START Data shown
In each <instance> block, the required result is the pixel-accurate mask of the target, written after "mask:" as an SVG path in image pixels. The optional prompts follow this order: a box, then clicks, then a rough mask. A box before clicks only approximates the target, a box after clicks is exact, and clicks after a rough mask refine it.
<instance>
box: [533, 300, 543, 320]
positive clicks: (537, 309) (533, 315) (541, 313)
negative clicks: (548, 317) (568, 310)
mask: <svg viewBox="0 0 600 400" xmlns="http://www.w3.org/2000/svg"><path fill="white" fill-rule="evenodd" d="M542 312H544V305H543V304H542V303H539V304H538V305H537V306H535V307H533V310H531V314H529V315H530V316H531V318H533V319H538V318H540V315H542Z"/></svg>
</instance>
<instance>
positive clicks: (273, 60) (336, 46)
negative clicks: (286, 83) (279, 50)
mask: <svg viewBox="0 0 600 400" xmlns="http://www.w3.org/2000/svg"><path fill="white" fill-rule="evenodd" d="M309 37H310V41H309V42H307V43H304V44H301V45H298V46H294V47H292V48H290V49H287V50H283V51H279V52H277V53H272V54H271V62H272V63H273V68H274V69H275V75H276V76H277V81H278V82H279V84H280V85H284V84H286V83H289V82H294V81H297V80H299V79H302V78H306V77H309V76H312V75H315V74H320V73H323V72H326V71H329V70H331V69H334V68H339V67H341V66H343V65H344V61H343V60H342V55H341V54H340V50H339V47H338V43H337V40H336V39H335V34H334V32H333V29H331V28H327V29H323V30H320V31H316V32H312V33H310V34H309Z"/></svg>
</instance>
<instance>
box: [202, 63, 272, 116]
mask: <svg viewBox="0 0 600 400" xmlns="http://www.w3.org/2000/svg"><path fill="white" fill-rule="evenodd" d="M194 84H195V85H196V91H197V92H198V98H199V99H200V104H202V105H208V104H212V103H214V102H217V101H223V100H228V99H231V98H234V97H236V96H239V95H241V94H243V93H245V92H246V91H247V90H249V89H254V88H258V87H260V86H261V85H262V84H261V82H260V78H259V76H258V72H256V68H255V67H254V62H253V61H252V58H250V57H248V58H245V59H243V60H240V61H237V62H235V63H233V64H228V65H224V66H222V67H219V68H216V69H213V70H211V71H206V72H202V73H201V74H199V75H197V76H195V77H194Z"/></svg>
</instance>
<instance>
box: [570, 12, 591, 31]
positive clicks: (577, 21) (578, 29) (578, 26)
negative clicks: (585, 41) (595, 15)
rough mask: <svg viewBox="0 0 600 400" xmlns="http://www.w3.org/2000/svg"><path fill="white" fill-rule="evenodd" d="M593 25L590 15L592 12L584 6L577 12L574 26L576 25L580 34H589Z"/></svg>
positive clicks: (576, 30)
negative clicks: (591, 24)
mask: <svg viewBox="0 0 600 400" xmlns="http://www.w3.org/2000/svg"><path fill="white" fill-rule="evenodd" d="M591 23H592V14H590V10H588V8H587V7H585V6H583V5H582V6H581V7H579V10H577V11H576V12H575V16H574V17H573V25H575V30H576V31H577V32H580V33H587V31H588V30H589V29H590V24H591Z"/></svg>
END Data shown
*About this exercise*: All of the data above is to be transcribed without alteration.

*Answer space*:
In each <instance> block, the required result is the pixel-accurate mask of the target, written after "mask:" as an SVG path in image pixels. The optional prompts follow this order: a box, then clicks, then a rough mask. A box before clicks only approximates the target, a box after clicks is exact, and clicks after a rough mask refine it.
<instance>
box: [533, 300, 543, 320]
positive clicks: (537, 309) (533, 315) (541, 313)
negative clicks: (548, 317) (568, 310)
mask: <svg viewBox="0 0 600 400" xmlns="http://www.w3.org/2000/svg"><path fill="white" fill-rule="evenodd" d="M542 312H544V305H543V304H542V303H539V304H538V305H537V306H535V307H533V310H531V314H529V315H530V316H531V318H533V319H538V318H540V315H542Z"/></svg>
</instance>
<instance>
positive clicks: (273, 60) (336, 46)
negative clicks: (286, 83) (279, 50)
mask: <svg viewBox="0 0 600 400" xmlns="http://www.w3.org/2000/svg"><path fill="white" fill-rule="evenodd" d="M309 37H310V41H309V42H307V43H304V44H301V45H298V46H294V47H292V48H290V49H287V50H283V51H279V52H277V53H272V54H271V62H272V63H273V68H274V69H275V75H276V76H277V81H278V82H279V84H280V85H284V84H286V83H289V82H294V81H297V80H299V79H302V78H306V77H309V76H312V75H315V74H320V73H323V72H326V71H329V70H331V69H334V68H339V67H341V66H343V65H344V61H343V60H342V55H341V54H340V50H339V47H338V43H337V40H336V39H335V34H334V32H333V29H331V28H327V29H323V30H320V31H316V32H312V33H310V34H309Z"/></svg>
</instance>
<instance>
box: [202, 63, 272, 116]
mask: <svg viewBox="0 0 600 400" xmlns="http://www.w3.org/2000/svg"><path fill="white" fill-rule="evenodd" d="M194 84H195V85H196V91H197V92H198V98H199V99H200V104H202V105H208V104H212V103H214V102H217V101H223V100H228V99H231V98H234V97H236V96H239V95H241V94H243V93H245V92H246V91H247V90H249V89H254V88H258V87H260V86H261V85H262V84H261V82H260V78H259V76H258V72H256V68H255V67H254V62H253V61H252V58H250V57H248V58H245V59H243V60H240V61H237V62H235V63H233V64H228V65H224V66H222V67H219V68H216V69H213V70H211V71H206V72H202V73H201V74H199V75H197V76H195V77H194Z"/></svg>
</instance>
<instance>
box: [570, 12, 591, 31]
positive clicks: (577, 21) (578, 29) (578, 26)
negative clicks: (585, 41) (595, 15)
rough mask: <svg viewBox="0 0 600 400" xmlns="http://www.w3.org/2000/svg"><path fill="white" fill-rule="evenodd" d="M593 25L590 15L592 12L584 6L577 12L574 26L576 25L580 34H589Z"/></svg>
positive clicks: (576, 30)
negative clicks: (591, 24)
mask: <svg viewBox="0 0 600 400" xmlns="http://www.w3.org/2000/svg"><path fill="white" fill-rule="evenodd" d="M591 23H592V14H590V10H588V8H587V7H585V6H583V5H582V6H581V7H579V10H577V11H576V12H575V16H574V17H573V25H575V30H576V31H577V32H580V33H587V31H588V30H589V29H590V24H591Z"/></svg>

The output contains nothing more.